*** Records for the task ***

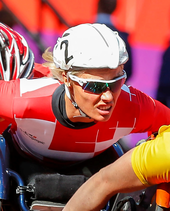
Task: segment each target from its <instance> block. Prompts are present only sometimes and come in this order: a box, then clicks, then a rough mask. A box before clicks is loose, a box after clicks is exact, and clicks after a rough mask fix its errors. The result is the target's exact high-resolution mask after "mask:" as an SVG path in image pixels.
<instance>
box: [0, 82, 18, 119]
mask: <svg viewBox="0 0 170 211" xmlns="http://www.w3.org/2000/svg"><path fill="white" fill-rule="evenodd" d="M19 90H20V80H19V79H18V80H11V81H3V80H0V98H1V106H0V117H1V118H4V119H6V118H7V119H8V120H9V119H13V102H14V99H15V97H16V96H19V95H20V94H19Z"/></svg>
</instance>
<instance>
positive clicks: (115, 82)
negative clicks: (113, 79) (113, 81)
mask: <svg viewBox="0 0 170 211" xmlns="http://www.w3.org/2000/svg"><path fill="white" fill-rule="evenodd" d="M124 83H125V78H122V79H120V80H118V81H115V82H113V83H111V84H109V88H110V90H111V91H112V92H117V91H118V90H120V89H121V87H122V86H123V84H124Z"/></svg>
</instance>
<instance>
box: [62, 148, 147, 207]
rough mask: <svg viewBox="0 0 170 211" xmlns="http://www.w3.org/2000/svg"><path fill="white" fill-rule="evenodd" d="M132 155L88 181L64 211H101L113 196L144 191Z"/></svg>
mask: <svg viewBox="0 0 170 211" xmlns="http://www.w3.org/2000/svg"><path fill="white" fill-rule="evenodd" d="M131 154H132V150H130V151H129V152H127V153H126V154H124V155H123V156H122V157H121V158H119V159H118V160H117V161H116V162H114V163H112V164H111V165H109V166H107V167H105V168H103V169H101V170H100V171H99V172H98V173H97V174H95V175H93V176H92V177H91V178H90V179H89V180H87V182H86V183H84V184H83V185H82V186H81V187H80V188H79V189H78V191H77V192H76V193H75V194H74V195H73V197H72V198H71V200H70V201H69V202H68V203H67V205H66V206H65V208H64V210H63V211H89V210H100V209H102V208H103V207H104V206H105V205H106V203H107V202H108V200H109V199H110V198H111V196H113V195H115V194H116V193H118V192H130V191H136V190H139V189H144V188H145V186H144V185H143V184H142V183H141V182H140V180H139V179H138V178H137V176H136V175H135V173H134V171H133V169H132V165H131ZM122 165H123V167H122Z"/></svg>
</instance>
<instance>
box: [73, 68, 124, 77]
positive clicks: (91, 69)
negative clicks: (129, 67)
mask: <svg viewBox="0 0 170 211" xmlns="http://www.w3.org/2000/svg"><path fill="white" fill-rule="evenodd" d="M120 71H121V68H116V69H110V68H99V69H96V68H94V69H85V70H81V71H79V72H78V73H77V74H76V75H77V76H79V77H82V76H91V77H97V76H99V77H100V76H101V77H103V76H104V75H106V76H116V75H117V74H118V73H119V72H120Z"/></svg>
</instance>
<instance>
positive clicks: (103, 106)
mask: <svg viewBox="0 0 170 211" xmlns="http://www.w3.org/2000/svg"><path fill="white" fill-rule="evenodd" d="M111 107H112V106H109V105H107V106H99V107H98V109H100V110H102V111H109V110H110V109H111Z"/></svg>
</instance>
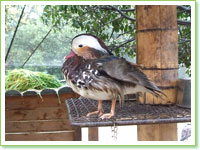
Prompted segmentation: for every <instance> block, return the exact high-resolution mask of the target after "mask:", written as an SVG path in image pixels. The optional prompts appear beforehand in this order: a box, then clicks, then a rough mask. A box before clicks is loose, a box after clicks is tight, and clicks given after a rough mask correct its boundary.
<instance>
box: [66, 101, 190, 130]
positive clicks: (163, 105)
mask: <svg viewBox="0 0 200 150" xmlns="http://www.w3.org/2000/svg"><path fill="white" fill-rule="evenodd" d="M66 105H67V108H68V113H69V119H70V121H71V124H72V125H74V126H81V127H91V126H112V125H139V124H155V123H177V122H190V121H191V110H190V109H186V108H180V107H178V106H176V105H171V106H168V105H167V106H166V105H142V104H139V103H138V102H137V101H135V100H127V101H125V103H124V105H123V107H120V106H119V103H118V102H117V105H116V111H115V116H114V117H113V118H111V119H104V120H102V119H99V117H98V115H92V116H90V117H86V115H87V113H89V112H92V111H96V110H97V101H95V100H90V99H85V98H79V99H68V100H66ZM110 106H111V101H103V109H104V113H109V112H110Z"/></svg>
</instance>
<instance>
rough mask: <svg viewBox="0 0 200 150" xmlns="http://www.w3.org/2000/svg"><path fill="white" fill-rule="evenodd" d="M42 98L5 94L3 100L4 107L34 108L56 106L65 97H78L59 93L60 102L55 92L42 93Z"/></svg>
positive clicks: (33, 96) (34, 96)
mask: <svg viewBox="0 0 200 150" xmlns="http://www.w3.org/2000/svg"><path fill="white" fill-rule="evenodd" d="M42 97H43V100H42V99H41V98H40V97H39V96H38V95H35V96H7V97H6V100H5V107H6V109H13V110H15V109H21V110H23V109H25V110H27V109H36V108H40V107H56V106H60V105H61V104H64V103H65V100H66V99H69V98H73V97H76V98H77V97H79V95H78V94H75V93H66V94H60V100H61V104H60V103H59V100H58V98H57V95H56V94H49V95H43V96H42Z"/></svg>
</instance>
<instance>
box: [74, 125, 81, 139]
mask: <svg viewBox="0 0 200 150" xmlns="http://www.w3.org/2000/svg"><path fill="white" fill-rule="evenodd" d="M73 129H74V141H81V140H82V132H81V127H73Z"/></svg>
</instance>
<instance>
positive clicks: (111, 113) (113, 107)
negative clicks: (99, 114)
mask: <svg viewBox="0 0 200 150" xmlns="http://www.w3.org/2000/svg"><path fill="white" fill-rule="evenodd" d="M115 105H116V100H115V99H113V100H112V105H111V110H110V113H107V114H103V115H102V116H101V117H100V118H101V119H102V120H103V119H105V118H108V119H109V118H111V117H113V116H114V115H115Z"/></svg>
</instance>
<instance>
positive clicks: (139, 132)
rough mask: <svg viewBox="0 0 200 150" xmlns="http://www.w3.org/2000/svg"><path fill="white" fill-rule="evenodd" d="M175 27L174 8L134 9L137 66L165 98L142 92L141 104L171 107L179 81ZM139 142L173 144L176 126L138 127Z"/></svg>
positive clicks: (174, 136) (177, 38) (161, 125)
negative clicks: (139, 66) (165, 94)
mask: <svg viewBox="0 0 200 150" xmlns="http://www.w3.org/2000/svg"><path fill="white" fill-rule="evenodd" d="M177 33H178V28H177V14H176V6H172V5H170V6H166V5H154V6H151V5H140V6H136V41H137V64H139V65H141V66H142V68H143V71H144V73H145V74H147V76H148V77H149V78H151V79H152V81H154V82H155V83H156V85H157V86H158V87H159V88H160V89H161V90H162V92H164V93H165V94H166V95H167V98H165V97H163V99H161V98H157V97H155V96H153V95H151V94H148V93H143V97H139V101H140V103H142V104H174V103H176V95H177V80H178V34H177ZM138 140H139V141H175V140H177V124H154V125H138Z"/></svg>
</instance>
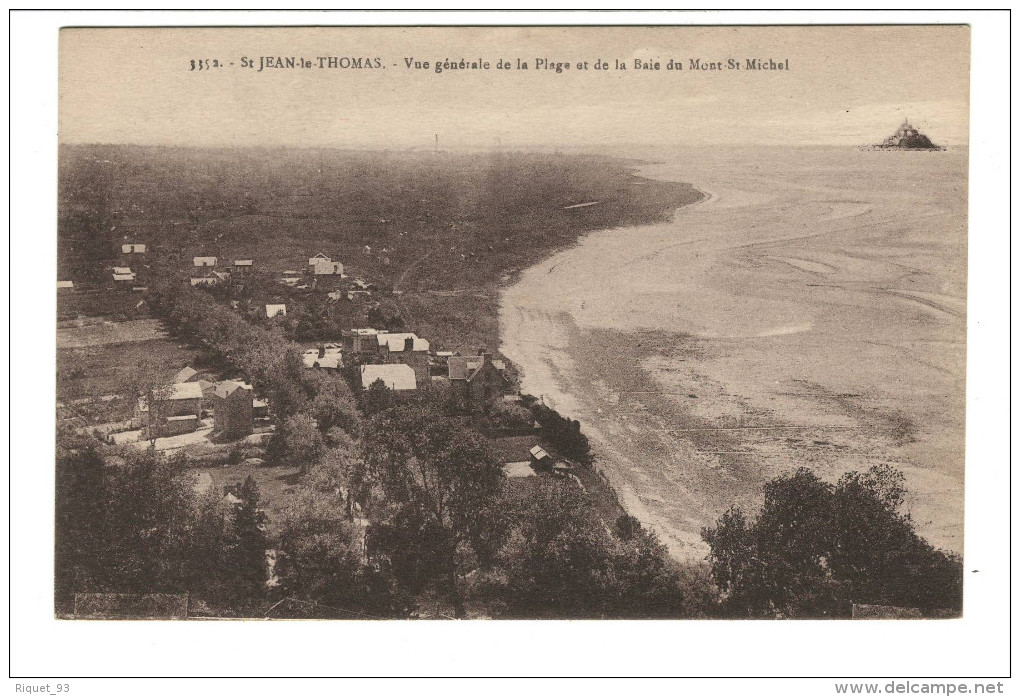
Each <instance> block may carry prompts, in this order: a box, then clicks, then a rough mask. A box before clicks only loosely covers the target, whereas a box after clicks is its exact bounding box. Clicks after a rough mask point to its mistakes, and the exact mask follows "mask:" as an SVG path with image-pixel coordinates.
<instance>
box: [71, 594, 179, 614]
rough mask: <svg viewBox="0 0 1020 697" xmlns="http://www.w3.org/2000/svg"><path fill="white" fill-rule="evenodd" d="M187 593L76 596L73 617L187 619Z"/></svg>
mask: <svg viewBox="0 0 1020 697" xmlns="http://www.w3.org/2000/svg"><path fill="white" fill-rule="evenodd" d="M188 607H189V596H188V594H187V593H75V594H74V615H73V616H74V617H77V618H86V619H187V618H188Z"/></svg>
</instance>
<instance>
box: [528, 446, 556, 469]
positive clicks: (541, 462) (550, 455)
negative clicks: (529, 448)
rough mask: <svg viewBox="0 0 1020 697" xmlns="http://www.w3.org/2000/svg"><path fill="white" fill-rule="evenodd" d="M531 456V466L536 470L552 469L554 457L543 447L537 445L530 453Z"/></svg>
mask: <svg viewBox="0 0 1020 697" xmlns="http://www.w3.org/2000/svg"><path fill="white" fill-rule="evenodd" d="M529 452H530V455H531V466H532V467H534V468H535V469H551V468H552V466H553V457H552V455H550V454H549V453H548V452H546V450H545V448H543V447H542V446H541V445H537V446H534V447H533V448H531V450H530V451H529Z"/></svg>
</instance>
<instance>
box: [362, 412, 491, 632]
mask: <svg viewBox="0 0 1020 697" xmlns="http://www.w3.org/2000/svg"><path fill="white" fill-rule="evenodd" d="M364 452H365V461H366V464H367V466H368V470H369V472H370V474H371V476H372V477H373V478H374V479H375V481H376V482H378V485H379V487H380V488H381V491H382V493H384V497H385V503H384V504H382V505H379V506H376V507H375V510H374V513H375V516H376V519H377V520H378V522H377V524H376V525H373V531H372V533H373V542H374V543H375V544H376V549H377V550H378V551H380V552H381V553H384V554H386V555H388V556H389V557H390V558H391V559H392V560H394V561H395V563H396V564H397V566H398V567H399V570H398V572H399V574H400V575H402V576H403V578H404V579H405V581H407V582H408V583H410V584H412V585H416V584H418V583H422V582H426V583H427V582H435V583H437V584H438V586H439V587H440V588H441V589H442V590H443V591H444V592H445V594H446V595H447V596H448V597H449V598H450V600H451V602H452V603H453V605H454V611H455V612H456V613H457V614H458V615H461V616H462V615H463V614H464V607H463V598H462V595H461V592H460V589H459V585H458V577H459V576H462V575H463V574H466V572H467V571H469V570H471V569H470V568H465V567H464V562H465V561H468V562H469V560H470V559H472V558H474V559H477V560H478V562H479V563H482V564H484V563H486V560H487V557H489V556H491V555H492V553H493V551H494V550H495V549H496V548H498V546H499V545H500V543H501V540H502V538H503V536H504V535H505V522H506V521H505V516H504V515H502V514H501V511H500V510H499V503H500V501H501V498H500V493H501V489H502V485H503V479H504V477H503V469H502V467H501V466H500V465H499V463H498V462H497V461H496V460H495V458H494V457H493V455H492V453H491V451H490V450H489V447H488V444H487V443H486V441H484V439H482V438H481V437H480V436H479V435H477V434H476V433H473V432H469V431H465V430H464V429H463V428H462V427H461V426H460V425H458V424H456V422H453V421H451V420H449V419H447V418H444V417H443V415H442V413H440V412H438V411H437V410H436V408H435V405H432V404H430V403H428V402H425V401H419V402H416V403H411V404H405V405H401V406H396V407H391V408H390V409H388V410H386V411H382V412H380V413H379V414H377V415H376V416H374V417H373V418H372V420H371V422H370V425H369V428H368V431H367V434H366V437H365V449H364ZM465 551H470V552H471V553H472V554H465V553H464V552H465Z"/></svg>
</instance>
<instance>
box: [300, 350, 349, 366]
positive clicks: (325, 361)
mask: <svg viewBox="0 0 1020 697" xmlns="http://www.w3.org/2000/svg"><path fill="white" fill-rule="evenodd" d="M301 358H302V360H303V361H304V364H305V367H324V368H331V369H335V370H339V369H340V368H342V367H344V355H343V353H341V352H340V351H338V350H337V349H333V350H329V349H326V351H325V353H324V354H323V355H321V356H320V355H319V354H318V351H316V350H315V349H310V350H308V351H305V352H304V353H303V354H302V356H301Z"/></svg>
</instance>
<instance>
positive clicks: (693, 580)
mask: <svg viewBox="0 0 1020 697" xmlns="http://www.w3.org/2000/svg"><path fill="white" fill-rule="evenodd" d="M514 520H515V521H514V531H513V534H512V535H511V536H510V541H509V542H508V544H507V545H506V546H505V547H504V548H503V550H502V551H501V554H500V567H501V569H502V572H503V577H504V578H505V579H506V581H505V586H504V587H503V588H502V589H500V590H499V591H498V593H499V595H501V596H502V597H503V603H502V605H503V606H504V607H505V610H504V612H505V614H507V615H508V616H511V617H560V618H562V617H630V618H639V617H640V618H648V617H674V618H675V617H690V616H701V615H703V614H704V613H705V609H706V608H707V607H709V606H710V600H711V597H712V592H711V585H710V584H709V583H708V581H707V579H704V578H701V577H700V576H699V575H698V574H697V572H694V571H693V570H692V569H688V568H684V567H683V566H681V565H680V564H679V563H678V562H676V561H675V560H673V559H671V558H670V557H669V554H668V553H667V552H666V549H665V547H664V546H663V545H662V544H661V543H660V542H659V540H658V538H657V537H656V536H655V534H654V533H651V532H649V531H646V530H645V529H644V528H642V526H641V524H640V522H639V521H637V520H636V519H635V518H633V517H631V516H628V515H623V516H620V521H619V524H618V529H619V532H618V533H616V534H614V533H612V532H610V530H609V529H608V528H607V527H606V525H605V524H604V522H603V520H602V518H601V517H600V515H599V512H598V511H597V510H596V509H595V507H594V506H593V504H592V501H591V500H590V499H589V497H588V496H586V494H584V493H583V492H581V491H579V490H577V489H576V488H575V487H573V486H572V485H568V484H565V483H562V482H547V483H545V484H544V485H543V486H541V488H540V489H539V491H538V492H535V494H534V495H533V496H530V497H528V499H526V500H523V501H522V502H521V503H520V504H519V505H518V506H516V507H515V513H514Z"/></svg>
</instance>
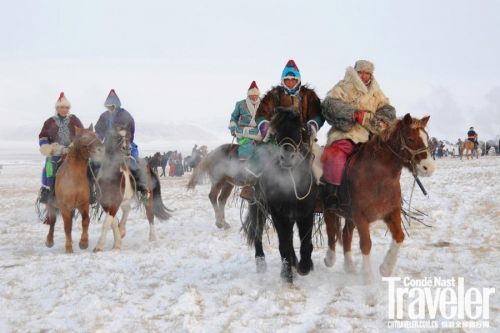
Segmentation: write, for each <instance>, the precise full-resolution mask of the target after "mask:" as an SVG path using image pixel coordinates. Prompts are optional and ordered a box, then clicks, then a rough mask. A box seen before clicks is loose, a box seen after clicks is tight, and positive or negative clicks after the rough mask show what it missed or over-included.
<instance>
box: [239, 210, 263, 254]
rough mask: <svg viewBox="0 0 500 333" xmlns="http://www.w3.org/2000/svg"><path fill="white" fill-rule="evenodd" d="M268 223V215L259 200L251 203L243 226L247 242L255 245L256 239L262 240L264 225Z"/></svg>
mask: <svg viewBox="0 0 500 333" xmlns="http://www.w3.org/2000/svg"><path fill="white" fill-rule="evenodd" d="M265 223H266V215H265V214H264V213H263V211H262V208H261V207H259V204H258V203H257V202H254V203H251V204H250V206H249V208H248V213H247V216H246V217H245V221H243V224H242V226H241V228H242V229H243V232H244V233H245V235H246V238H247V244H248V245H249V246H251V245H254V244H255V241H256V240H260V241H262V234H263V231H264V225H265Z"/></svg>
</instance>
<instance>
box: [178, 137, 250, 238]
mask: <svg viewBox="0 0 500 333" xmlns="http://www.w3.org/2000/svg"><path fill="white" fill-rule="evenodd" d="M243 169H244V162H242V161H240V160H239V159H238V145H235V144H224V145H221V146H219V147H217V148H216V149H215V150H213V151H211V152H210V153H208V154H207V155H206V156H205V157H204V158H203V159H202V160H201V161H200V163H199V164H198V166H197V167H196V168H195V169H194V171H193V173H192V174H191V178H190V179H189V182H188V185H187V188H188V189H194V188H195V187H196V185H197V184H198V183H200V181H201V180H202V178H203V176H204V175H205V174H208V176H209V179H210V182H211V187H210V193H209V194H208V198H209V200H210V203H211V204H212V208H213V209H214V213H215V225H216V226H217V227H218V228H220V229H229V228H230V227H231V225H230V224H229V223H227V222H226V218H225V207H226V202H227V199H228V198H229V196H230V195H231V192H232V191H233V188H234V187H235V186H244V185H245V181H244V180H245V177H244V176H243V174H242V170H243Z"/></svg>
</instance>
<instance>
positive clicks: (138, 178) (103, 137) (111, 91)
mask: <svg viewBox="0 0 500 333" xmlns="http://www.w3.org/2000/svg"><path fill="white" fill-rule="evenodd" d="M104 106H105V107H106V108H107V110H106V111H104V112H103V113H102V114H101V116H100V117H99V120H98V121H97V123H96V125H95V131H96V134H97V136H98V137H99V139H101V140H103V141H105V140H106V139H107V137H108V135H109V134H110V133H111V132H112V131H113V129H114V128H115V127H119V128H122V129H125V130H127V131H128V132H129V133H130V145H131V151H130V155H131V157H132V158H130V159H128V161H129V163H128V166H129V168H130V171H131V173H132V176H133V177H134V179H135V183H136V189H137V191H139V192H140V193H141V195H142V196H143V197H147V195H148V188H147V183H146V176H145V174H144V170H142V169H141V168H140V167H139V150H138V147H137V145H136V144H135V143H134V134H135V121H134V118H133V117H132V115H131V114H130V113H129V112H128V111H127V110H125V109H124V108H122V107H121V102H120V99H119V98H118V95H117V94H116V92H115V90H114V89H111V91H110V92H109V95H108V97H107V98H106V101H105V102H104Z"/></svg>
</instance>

*** End of Records for the task ***

From the records above, write out exactly the lines that begin at the line with "positive clicks: (174, 136)" and end at the line with "box: [71, 594, 179, 614]". Pictures must not appear in the output.

[Written solution]
positive clicks: (174, 136) (177, 38) (161, 125)
negative clicks: (139, 66) (165, 94)
mask: <svg viewBox="0 0 200 150" xmlns="http://www.w3.org/2000/svg"><path fill="white" fill-rule="evenodd" d="M177 33H178V28H177V14H176V6H172V5H170V6H166V5H154V6H151V5H140V6H136V41H137V64H139V65H141V66H142V68H143V71H144V73H145V74H147V76H148V77H149V78H151V79H152V81H154V82H155V83H156V85H157V86H158V87H159V88H160V89H161V90H162V92H164V93H165V94H166V95H167V98H165V97H163V99H161V98H157V97H155V96H153V95H151V94H148V93H143V97H139V101H140V103H142V104H174V103H176V95H177V80H178V34H177ZM138 140H139V141H175V140H177V124H154V125H138Z"/></svg>
</instance>
Each <instance> block may carry prompts, in this order: a box, then clicks, then a rough mask. A box before clicks only loosely covers the target, whereas a box after clicks is its exact bounding box. Clicks after a rough mask point to its mistakes, and the exact mask follows "mask:" as an SVG path with image-pixel coordinates.
<instance>
box: [71, 594, 179, 614]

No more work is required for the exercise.